Peaky Blinders and the Ubiquity of Poetry

Peaky Blinders gang in Stanley DockA quick disclaimer to begin with.  I do not propose to get involved in the debate over the accuracy of the Brummie accent in Peaky Blinders, the stylish interwar gangland drama broadcast on BBC2 earlier this month, that exercised a number of tweeters.  As someone whose accent hovers around the oddly mid-Atlantic, and has, mortifyingly, once been compared to that of Lloyd Grossman, I am in no position to make any comment on anyone’s accent. Nor is this post is not going to be, strictly speaking, a historical critique of the drama.  I am not a historian of crime and that sort of critique has been done already by those who are, notably Heather Shore in this blog post.

That being said, as a historian of the First World War, I was always going to be interested in a drama set in the war’s immediate aftermath, and there were an unsurprising number of references to the conflict.  The only one I took real issue with was the incitement to strike in the first episode, where men’s war service was used as a reason for striking.  Now, the injustices of the failure to find a land fit for heroes on demobilization was certainly a cause of labour unrest in the 1920s. What was less convincing was the purported date, 1919.  I find it hard to imagine that a significant number of working-class men had been demobilized, rehired and were already prepared to strike at that date.  More plausibly these men would have been on the verge of riot in a camp in France, chafing at the delays in demobilization.

Such quibbles aside, Peaky Blinders wore its war context relatively lightly.  There was the inevitable victim of shell shock, although shooting such a man with pig’s brains at close range is a form of aversion therapy is a treatment I have yet to come across in the medical literature.  The references to the role of women, most obviously in the form of the redoubtable Aunt Polly (Helen McCrory) as the mainstay of the family business in wartime, were nicely done.  And it was interesting to note that the inevitable flashbacks to war experience were set in the tunnels, a trope of war that seems to be increasingly popular at the moment, as if Paul Fussell’s metaphor of the trogolodyte world can only now be properly understood if represented literally.  (Something similar seems to be happening with facial disfigurement, which appears to be overtaking shell shock as the metaphoric wound of the war.)

But it was only in the final episode that I felt I was being beaten about the head by the fact that this was a post-war drama and that war experience was at the heart of character’s attitudes and actions.  That it should be so is no surprise.  This was the episode where the Peaky Blinders, under the command of their wartime leader, Tommy Shelby (Cillian Murphy), went into defensive battle against Billy Kimber (the fantastically spivvy  Charlie Creed-Miles) armed with that key weapon of First World War battles (at least in the popular imagination), a machine gun.  The references were inevitable.

**STUDY MATERIAL:**
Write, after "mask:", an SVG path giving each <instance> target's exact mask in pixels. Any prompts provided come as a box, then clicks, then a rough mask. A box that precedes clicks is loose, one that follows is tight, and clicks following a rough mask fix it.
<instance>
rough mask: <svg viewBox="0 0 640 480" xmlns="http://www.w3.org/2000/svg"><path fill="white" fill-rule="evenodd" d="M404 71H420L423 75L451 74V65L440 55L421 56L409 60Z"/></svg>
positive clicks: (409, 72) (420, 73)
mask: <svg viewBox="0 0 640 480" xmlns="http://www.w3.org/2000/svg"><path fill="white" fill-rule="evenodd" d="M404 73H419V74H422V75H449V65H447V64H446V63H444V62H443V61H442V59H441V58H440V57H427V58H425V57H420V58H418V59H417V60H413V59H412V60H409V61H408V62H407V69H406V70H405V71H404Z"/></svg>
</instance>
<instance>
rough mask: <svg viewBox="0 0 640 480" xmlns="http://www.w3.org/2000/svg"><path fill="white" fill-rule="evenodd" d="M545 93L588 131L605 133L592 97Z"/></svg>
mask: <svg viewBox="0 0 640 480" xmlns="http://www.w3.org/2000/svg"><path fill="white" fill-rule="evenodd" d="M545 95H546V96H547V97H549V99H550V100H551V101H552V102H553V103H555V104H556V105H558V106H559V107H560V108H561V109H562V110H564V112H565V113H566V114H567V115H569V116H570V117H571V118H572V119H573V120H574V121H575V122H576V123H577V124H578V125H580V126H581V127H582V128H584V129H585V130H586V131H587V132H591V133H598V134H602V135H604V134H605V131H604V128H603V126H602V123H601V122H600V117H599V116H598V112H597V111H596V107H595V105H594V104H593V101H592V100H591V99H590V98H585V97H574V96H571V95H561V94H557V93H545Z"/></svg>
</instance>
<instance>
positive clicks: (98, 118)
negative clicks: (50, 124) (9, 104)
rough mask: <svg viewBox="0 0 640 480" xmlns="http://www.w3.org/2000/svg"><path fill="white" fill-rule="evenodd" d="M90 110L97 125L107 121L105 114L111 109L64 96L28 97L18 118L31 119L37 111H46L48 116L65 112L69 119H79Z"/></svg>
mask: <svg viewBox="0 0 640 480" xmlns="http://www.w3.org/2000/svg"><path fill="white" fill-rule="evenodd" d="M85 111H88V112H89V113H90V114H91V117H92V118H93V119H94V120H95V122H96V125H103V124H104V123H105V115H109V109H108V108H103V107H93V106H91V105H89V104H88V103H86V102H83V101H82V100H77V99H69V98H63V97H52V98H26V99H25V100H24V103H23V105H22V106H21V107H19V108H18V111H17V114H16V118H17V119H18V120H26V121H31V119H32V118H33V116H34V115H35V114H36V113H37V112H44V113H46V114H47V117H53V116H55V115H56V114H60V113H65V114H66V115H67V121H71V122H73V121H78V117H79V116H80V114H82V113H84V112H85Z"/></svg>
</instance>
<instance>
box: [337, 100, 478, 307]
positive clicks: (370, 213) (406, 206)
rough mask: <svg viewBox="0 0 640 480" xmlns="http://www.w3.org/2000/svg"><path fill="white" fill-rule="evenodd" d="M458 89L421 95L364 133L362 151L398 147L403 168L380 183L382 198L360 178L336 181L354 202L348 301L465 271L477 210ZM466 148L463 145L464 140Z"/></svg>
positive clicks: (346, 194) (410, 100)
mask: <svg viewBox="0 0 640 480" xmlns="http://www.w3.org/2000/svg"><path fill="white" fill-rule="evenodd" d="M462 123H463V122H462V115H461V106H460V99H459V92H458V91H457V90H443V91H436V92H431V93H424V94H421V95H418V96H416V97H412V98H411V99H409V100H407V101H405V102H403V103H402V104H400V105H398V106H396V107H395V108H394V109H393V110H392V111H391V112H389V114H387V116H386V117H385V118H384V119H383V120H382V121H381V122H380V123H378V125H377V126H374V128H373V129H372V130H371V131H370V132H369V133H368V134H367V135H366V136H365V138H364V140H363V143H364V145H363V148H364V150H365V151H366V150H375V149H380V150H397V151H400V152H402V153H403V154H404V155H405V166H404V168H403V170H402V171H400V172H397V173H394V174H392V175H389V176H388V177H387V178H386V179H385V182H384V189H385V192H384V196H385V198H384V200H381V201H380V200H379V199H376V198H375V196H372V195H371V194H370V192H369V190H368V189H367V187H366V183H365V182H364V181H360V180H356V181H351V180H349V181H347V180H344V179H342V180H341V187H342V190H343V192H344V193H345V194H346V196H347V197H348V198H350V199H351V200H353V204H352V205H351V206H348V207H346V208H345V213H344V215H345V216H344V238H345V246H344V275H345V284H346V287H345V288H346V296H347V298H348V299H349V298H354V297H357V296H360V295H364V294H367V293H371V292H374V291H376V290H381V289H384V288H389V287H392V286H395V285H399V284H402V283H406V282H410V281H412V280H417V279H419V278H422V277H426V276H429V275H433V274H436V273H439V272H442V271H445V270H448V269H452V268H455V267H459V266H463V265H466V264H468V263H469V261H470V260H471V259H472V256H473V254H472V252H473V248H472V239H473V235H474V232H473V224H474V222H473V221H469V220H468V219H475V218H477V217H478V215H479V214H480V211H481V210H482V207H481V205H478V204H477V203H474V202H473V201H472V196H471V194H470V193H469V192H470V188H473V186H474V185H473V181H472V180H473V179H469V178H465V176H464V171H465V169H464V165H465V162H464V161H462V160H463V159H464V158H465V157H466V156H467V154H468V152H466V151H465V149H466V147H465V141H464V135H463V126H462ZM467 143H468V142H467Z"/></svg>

**WHAT YOU WILL DO:**
A) In the Peaky Blinders piece, rewrite the part that opens with the words "Peaky Blinders and" and closes with "this blog post.", replacing "tweeters" with "viewers".
B) Continue the piece on Peaky Blinders and the First World War from where it stops.

**ANSWERS:**
A)
Peaky Blinders and the Ubiquity of Poetry

Peaky Blinders gang in Stanley DockA quick disclaimer to begin with.  I do not propose to get involved in the debate over the accuracy of the Brummie accent in Peaky Blinders, the stylish interwar gangland drama broadcast on BBC2 earlier this month, that exercised a number of viewers.  As someone whose accent hovers around the oddly mid-Atlantic, and has, mortifyingly, once been compared to that of Lloyd Grossman, I am in no position to make any comment on anyone’s accent. Nor is this post is not going to be, strictly speaking, a historical critique of the drama.  I am not a historian of crime and that sort of critique has been done already by those who are, notably Heather Shore in this blog post.

B)
What interested me, however, was that extent to which the images of the battle referenced war poetry as much as military history.  This started early on, when Aunt Polly told Grace (Annabelle Wallis), that Tommy had thrown his medals into the cut.  Siegfried Sassoon allegedly throwing his MC into the Mersey is the obvious precedent.  This is followed by Tommy’s extended meditation on living in the present in the moments before he and his comrades going into battle, a meditation intercut not with the earlier images of the fighting in the tunnels of France that made up his flashbacks, but memories of making love to Grace the night before.  As I watched I found myself quoting from Alan Seeger’s ‘I Have a Rendevous with Death’:

God knows ’twere better to be deep

Pillowed in silk and scented down,

Where love throbs out in blissful sleep,

Pulse nigh to pulse, and breath to breath,

Where hushed awakenings are dear…

But I’ve a rendezvous with Death

At midnight in some flaming town,

When Spring trips north again this year,

And I to my pledged word am true,

I shall not fail that rendezvous.[i]

Then there is Ada Shelby’s appearance, in widow’s weeds and pushing her infant son in a pram (an extraordinary image that I want to think about further in terms of what it says about domesticity and respectability), bringing to mind ‘the pallor of girls’ brows’ that was, for Wilfred Owen, the pall of young men dying in battle.  And finally, in the culminating moment of battle, when Tommy Shelby single-handedly kills Billy Kimber, I thought I saw a look of recognition pass across Murphy’s. By this time I was so attuned to potential poetic references that all I could think was ‘Oh, Strange Meeting, of course’.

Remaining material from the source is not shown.